◆ WHAT IS NEEDED ◆
Please format the material from the line containing "of the wooden" through the line containing "point(806, 515)" as a two-column CSV headed input and output, with one row per entry that puts its text under input and its answer under output. Quote every field and turn any line breaks inside it into spaces.

◆ DATASET ROWS ◆
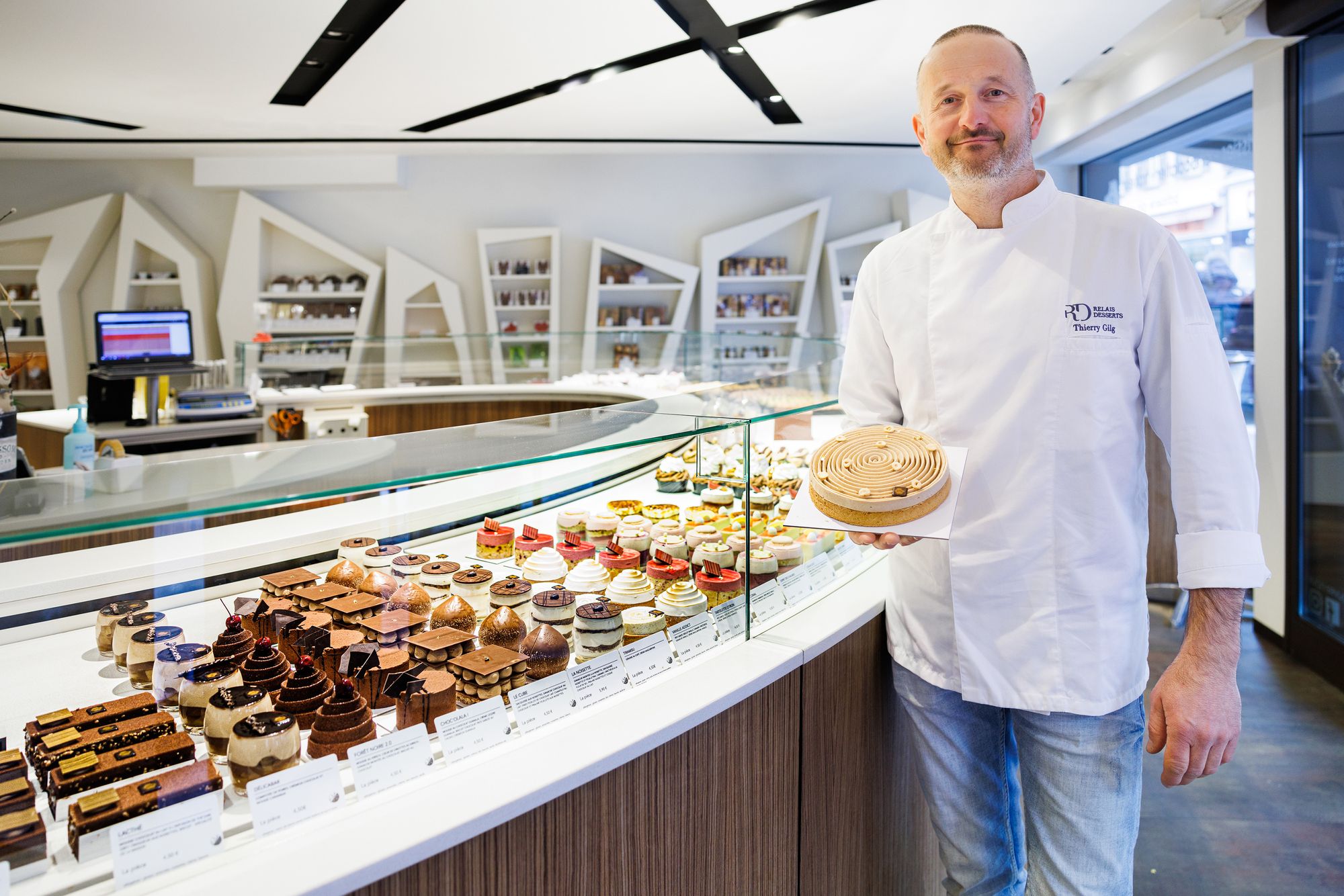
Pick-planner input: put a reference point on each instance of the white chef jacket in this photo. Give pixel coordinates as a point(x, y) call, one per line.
point(1040, 347)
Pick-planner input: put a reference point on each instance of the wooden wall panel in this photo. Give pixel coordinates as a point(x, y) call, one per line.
point(712, 812)
point(865, 827)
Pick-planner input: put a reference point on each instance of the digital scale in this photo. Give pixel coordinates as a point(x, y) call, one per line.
point(214, 405)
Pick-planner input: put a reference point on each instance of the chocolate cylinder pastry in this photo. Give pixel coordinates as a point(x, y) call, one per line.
point(56, 748)
point(263, 745)
point(170, 788)
point(91, 772)
point(100, 714)
point(108, 617)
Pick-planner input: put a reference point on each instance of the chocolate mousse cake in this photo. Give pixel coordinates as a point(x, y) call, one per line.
point(108, 808)
point(265, 667)
point(342, 722)
point(304, 692)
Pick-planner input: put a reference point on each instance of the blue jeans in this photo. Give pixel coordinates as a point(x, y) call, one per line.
point(1026, 803)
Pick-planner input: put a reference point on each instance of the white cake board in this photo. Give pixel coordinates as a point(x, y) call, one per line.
point(806, 515)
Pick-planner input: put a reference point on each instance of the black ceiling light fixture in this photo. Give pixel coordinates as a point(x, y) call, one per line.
point(353, 25)
point(706, 32)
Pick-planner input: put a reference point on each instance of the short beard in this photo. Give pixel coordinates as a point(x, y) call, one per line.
point(1011, 159)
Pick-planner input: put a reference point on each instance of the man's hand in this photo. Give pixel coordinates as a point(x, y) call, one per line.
point(884, 542)
point(1197, 710)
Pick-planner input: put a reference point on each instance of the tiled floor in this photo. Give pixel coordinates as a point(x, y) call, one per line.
point(1273, 820)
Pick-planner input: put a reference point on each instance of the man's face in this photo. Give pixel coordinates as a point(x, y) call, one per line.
point(978, 114)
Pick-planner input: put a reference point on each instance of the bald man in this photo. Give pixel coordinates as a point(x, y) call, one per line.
point(1040, 330)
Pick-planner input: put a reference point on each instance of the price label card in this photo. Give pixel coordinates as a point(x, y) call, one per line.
point(647, 658)
point(296, 795)
point(768, 601)
point(796, 585)
point(163, 840)
point(386, 762)
point(600, 679)
point(474, 729)
point(541, 703)
point(696, 636)
point(732, 617)
point(821, 572)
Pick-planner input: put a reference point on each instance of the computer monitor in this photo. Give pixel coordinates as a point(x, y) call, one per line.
point(144, 338)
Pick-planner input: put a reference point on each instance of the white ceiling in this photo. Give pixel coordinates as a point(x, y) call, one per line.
point(209, 71)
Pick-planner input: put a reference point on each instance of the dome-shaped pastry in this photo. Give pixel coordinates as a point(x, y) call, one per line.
point(503, 628)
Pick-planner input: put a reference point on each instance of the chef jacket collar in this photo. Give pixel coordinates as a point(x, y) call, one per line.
point(1019, 212)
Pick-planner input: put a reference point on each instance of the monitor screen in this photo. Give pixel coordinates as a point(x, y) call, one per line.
point(144, 338)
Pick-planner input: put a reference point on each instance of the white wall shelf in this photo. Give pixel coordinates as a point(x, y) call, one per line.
point(530, 245)
point(57, 251)
point(150, 241)
point(420, 302)
point(666, 275)
point(267, 242)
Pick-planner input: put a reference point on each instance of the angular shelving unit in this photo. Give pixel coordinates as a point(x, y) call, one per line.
point(669, 292)
point(56, 252)
point(845, 256)
point(151, 242)
point(529, 245)
point(267, 242)
point(420, 302)
point(794, 234)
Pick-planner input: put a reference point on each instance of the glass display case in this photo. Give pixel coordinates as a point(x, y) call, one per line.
point(206, 625)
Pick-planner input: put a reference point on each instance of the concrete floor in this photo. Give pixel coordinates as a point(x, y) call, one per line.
point(1272, 821)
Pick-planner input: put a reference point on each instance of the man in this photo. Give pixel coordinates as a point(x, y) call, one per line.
point(1038, 328)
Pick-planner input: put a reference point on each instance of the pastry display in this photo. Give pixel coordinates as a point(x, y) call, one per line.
point(597, 631)
point(412, 597)
point(265, 667)
point(235, 643)
point(108, 617)
point(423, 697)
point(315, 596)
point(440, 645)
point(140, 656)
point(494, 542)
point(666, 570)
point(530, 543)
point(502, 628)
point(575, 550)
point(490, 672)
point(556, 609)
point(342, 722)
point(589, 577)
point(640, 623)
point(108, 808)
point(263, 745)
point(455, 613)
point(548, 652)
point(681, 601)
point(437, 578)
point(92, 772)
point(880, 476)
point(354, 549)
point(54, 749)
point(600, 529)
point(100, 714)
point(474, 586)
point(393, 627)
point(346, 573)
point(304, 692)
point(200, 684)
point(226, 707)
point(720, 585)
point(126, 628)
point(631, 589)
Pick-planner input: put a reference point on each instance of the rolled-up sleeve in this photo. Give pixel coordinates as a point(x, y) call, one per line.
point(869, 392)
point(1194, 409)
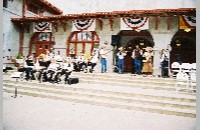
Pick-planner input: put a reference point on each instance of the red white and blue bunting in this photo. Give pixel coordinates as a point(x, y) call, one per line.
point(44, 37)
point(190, 20)
point(42, 27)
point(80, 25)
point(134, 23)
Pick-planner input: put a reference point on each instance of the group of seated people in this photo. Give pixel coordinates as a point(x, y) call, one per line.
point(50, 68)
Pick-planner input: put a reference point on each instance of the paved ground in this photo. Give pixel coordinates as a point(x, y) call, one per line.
point(33, 113)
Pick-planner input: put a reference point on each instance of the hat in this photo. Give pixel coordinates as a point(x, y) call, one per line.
point(148, 48)
point(121, 48)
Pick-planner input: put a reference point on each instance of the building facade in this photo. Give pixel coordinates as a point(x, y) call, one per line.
point(32, 32)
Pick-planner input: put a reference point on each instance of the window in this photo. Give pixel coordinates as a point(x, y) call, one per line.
point(5, 3)
point(84, 41)
point(33, 8)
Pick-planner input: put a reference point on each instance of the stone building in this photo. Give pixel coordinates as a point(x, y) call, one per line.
point(31, 26)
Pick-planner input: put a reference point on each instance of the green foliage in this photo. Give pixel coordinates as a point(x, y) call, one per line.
point(19, 56)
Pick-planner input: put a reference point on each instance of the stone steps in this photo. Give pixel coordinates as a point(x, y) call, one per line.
point(93, 95)
point(126, 79)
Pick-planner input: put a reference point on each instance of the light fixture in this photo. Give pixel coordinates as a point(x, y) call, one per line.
point(178, 44)
point(137, 30)
point(187, 30)
point(141, 43)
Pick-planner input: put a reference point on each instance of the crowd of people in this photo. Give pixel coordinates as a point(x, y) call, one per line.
point(51, 66)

◆ WRITTEN REPLY ◆
input,output
"Pick-planner input: put a reference point on each instance of the wooden wall panel in this photo. Give pixel coordinates as a point(x, y) call, one per line.","point(712, 812) point(865, 827)"
"Pick-planner input: put a reference point on each instance of the digital scale in this photo. Give pixel coordinates as a point(x, y) call, one per line.","point(214, 405)"
"Pick-planner input: put a reference point on each instance of the chocolate cylinder pastry in this photo. Give pixel coordinates as a point(x, y) call, one per line.","point(56, 748) point(263, 745) point(170, 788) point(91, 772) point(100, 714) point(108, 617)"
"Pick-planner input: put a reference point on each instance of the chocolate mousse cake in this photo. Give pixel coordinates as a point(x, y) call, one per line.","point(108, 808) point(265, 667) point(342, 722) point(304, 692)"
"Pick-planner input: put a reference point on each instance of the blue jeans in this photo. Give pixel coordinates as a point(x, y) call, one per line.","point(1026, 803)"
"Pick-planner input: put a reference point on each instance of the white cake board in this photo. Give pixel coordinates as a point(x, y) call, one per line.","point(806, 515)"